BEGIN READING PASSAGE

Restaurant in Paris, France
Counter dining where French meets Japan. Book ahead.

ERH delivers Japanese-accented French cooking from a long counter facing the open kitchen, with sake pairings from the on-site sake shop adding a dimension most Paris fine dining rooms cannot match. Ranked in Opinionated About Dining's top 550 European restaurants for three consecutive years and rated 4.8 on Google across nearly 1,000 reviews, it is a strong booking for food-engaged diners who want counter proximity over grand-room formality.
If you are weighing ERH against Paris's other Japanese-inflected fine dining options, the comparison that matters most is Kei. Both sit at the €€€€ tier and both apply Japanese sensibility to French technique, but ERH operates on a fundamentally different premise: it shares its premises with a sake shop and whisky bar, runs a long counter in front of an open kitchen, and keeps service windows deliberately narrow. That configuration makes ERH the better choice if you want proximity to the cooking and a reason to explore sake pairings. Kei delivers a more conventional fine dining room experience. Your preference for counter intimacy versus formal table service should be the deciding factor.

END READING PASSAGE
BEGIN EXTRACTED RECORDS

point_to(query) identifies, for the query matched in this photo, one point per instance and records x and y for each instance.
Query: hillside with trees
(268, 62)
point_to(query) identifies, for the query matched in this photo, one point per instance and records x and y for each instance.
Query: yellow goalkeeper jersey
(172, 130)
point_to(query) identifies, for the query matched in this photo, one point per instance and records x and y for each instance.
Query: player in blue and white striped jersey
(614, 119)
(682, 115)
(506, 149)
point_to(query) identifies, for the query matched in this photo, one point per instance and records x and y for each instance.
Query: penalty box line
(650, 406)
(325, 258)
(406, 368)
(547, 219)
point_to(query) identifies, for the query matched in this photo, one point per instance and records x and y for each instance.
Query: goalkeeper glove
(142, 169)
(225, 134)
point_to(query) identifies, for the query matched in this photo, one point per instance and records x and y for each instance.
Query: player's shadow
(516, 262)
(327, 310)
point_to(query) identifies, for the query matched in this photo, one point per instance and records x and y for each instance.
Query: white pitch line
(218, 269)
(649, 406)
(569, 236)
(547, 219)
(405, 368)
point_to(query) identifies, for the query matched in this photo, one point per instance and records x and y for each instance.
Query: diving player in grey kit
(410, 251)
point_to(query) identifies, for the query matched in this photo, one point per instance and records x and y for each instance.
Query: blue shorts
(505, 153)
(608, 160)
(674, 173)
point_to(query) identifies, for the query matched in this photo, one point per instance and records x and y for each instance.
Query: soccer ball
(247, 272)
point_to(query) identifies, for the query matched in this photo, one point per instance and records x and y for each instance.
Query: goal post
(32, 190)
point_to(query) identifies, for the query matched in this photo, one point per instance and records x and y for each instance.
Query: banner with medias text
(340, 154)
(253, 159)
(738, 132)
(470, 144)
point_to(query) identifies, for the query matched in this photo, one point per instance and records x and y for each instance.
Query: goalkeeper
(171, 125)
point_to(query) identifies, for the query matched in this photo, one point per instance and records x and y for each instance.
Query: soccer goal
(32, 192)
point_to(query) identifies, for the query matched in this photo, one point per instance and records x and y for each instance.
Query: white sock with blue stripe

END EXTRACTED RECORDS

WHAT YOU WILL DO →
a: Repeat word for word the stretch of the ERH review from "Restaurant in Paris, France" through "over grand-room formality.".
b: According to the ERH review, what rating does ERH hold on Google, and across roughly how many reviews?
The records were taken from a separate source.

EXERCISE RESPONSES →
a:
Restaurant in Paris, France
Counter dining where French meets Japan. Book ahead.

ERH delivers Japanese-accented French cooking from a long counter facing the open kitchen, with sake pairings from the on-site sake shop adding a dimension most Paris fine dining rooms cannot match. Ranked in Opinionated About Dining's top 550 European restaurants for three consecutive years and rated 4.8 on Google across nearly 1,000 reviews, it is a strong booking for food-engaged diners who want counter proximity over grand-room formality.

b: ERH is rated 4.8 on Google across nearly 1,000 reviews.